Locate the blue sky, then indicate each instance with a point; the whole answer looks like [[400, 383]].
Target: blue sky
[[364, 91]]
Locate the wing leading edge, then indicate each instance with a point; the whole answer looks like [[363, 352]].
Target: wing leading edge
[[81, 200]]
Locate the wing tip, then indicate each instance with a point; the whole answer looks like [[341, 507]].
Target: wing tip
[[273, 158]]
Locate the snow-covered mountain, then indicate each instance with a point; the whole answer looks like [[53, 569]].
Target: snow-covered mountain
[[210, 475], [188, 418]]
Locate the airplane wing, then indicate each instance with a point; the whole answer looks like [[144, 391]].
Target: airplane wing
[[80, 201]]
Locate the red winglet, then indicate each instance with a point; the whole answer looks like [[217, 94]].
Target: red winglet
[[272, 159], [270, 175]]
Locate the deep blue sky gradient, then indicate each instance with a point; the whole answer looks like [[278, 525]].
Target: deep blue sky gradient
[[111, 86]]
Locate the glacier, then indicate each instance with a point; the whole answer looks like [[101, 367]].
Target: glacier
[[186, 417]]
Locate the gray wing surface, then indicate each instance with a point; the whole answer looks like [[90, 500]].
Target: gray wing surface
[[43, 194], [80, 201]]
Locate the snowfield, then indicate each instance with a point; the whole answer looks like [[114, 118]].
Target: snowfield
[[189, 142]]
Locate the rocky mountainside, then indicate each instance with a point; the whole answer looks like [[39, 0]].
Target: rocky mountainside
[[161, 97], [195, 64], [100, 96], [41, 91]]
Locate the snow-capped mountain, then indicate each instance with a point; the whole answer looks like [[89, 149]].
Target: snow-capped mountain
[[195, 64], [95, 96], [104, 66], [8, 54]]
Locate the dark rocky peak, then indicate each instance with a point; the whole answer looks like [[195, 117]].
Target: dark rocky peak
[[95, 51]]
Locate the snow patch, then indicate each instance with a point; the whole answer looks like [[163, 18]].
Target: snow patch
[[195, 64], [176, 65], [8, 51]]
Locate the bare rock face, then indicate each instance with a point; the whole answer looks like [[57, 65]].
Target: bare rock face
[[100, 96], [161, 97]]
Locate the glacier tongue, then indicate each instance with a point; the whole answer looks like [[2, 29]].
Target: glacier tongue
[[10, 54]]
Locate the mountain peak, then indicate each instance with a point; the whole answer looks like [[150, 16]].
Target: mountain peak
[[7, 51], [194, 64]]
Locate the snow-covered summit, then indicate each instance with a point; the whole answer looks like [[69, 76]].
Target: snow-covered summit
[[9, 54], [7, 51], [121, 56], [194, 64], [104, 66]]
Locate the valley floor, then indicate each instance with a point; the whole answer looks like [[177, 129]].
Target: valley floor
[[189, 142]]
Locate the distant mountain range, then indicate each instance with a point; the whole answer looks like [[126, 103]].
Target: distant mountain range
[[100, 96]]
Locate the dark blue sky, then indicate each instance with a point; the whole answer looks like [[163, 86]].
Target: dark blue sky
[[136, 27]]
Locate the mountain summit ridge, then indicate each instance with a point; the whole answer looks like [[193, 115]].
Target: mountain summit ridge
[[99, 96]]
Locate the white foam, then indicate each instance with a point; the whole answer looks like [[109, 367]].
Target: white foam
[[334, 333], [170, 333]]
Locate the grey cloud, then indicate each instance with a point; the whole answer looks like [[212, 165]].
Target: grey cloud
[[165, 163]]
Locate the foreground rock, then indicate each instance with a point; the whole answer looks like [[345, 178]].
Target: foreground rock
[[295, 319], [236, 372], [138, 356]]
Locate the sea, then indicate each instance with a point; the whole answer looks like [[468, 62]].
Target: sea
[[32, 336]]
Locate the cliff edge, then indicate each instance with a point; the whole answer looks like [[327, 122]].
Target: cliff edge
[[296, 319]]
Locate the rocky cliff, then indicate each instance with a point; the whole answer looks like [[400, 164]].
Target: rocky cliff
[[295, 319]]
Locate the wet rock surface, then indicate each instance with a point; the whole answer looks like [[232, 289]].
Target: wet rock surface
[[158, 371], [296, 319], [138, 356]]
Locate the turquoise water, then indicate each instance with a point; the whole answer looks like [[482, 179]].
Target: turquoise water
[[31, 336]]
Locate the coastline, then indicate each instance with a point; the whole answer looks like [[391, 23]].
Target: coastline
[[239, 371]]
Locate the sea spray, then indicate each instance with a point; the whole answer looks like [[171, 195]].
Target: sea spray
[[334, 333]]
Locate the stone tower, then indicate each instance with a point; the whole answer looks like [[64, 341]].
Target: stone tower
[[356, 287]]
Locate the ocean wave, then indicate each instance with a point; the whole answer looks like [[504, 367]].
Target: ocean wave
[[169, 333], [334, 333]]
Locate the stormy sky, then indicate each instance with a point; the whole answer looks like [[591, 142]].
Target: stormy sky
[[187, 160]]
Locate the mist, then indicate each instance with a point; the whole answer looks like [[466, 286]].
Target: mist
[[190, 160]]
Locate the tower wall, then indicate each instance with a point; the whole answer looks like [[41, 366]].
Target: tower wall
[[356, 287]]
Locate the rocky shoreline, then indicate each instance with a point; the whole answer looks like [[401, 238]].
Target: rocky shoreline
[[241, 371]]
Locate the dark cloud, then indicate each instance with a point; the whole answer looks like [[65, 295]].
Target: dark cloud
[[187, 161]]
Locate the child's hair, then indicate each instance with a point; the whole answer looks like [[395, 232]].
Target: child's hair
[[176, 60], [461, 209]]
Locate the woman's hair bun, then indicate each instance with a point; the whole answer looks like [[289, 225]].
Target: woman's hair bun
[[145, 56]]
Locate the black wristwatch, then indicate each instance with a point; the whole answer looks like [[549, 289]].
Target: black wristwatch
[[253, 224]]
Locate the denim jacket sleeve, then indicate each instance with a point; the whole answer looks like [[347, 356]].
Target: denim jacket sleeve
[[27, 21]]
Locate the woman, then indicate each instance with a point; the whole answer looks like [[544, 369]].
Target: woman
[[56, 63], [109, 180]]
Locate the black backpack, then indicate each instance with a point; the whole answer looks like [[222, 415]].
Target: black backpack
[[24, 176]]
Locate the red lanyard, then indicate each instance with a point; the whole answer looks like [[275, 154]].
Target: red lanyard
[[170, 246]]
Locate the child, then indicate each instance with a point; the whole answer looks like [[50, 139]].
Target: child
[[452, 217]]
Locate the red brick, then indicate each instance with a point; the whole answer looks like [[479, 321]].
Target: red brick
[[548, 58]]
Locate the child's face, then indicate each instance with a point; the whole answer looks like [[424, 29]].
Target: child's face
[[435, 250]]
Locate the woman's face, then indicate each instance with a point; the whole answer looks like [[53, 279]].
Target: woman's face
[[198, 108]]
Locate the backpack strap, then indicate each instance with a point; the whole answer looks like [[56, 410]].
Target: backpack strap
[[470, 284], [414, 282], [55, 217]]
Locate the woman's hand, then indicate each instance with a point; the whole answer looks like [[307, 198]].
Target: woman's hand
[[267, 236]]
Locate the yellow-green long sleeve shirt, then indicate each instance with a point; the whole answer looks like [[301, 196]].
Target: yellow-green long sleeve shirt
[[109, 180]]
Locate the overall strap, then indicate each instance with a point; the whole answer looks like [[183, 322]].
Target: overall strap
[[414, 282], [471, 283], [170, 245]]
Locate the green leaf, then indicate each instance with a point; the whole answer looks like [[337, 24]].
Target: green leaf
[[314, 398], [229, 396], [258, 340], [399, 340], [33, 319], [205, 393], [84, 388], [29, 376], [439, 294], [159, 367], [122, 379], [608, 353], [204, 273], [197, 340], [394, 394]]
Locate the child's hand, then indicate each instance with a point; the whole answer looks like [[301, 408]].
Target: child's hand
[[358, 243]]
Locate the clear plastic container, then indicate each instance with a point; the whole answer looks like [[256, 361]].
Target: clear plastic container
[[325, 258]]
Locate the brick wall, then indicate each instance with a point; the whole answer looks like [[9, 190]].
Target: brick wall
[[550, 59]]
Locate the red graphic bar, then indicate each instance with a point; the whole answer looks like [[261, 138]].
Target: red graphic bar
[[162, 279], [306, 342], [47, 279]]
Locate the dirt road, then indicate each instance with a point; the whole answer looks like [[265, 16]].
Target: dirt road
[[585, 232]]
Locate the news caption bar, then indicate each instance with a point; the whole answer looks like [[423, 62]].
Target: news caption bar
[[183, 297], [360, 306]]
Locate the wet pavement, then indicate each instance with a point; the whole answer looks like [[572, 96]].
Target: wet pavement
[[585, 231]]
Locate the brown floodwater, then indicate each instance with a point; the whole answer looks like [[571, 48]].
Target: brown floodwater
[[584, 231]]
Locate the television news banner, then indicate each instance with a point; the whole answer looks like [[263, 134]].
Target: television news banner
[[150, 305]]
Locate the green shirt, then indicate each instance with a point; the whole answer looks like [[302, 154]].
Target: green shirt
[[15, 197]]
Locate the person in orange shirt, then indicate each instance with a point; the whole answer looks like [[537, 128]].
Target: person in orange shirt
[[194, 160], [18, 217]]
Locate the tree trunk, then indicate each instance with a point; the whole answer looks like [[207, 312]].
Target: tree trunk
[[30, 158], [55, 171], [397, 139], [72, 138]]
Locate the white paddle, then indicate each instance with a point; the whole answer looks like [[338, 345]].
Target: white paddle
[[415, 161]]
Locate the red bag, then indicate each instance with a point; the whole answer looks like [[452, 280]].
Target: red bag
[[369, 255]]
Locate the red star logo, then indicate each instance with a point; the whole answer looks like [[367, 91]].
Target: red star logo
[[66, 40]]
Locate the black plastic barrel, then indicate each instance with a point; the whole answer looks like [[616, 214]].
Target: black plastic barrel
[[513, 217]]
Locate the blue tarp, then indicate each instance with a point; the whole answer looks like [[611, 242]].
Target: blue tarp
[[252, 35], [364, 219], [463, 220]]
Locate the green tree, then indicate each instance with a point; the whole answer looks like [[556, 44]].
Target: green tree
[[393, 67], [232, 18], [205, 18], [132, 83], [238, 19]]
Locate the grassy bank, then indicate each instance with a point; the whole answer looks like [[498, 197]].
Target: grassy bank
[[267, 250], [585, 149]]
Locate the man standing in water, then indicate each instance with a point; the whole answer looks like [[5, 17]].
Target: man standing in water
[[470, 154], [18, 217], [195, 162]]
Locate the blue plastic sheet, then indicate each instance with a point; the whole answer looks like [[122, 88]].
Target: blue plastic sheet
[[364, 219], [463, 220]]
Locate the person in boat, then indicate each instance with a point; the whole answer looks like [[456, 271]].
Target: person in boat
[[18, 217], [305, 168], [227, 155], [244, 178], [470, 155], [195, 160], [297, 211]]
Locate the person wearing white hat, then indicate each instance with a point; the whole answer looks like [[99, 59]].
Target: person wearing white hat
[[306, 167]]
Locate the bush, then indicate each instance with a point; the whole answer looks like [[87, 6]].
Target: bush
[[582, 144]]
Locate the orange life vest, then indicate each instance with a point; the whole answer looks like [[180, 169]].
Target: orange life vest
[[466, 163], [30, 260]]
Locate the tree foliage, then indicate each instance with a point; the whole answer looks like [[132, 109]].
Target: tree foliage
_ _ _
In the data above, find the line that contains "Target: green shirt" and the line that contains "Locate the tree trunk, then". Repeat exactly those lines and every line between them, and only those.

Target: green shirt
[[15, 197]]
Locate the person in orange shirt, then indicate each instance with a point; the whole answer looks like [[537, 128]].
Target: person in orange shirt
[[194, 160], [18, 217]]
Locate the tree trunk, then indicate each instance with a point; the whole answer looks like [[207, 312]].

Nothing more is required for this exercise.